- _Trecho do texto_
- - -

XXIII -- Comédia dos senhores

Como os foguetes, a alienação funciona pela queima de vários estágios propulsores. Com a divisão do trabalho material e intelectual, o espírito pode libertar-se da realidade e construir abstrações, desenvolver teorias. As representações elaboradas substituem o conhecimento imediato, usado e abusado. Esse progresso não impede a consciência de imaginar-se que é outra coisa distinta da consciência da prática existente. Ao contrário, impele ao crime, possibilita as grandes fantasias ideológicas que partem de uma realidade, refletida em seguida por meio das representações existentes, selecionadas e admitidas pelos grupos sociais dominantes, mas, que, apesar disso, se arvoram em totalidade.

Esses produtos espirituais não têm em si mesmos nenhum poder. Eles vêm a ser mutilantes na medida em que se introduzem na linguagem, produzem desvios de pensamento e se traduzem em formas, principalmente arquitetônicas. Quando são captados e intencionalmente utilizados pelo poder econômico e político, tornam-se francamente opressivos. Os senhores são obrigados a manter os subordinados em subordinação. Precisam vigiá-los, intimidá-los, incitá-los a trabalhar, ao mesmo tempo em que reforçam o seu prestigio de senhores. Violências e comedias são necessárias para a manutenção da ordem.

- - -

[Dados coletados]

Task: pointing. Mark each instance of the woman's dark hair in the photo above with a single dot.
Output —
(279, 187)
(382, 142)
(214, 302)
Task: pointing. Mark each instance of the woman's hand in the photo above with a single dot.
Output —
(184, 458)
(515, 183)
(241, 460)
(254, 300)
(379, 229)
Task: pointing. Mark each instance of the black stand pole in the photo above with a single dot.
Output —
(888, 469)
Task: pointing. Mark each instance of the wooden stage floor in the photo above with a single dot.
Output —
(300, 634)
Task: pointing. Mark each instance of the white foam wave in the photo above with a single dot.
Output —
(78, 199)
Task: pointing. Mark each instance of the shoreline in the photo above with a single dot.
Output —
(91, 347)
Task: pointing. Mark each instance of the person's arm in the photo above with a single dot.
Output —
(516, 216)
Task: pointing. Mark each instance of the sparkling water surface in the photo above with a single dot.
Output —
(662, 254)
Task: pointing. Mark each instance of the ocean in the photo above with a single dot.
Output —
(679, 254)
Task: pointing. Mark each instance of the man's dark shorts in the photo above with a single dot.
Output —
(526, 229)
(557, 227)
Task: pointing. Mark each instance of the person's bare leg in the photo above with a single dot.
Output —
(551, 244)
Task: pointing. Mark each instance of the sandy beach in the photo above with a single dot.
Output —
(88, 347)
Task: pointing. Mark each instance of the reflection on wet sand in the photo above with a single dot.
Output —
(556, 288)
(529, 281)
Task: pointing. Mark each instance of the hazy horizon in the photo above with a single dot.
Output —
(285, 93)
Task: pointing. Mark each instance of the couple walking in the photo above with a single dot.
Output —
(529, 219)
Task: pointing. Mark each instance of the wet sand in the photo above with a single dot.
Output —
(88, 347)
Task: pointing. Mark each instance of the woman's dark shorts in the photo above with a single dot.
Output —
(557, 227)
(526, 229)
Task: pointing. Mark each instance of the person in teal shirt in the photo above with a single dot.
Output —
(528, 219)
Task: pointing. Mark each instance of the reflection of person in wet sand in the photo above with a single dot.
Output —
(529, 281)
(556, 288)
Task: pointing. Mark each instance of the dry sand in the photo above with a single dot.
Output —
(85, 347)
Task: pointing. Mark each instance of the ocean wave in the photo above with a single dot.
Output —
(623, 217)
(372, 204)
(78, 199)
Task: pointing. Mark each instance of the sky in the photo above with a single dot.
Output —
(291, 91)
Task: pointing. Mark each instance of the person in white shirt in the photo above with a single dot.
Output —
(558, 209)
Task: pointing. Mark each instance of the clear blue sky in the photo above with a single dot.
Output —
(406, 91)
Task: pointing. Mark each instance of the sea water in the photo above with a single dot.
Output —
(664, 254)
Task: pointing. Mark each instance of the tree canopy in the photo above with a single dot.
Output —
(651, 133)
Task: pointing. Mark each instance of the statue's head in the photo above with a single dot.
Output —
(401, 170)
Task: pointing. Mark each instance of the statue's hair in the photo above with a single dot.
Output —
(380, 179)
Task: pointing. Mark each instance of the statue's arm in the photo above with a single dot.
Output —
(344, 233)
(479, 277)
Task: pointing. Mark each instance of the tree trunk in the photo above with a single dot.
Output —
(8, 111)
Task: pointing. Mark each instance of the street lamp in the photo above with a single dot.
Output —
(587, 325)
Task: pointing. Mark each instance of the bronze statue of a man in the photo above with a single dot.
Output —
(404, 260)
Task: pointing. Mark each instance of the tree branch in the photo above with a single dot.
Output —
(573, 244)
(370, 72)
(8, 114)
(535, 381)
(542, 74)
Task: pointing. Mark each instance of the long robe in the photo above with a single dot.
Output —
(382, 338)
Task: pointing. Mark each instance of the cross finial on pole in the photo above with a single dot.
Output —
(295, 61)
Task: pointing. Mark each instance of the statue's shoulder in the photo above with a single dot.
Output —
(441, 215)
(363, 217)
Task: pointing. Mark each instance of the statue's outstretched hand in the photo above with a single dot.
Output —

- - -

- _Descrição do exercício_
No trecho sobre alienação, o que os senhores são obrigados a fazer com os subordinados? Responda em uma frase, por favor.

- _Resultado do exercício_
Os senhores são obrigados a manter os subordinados em subordinação.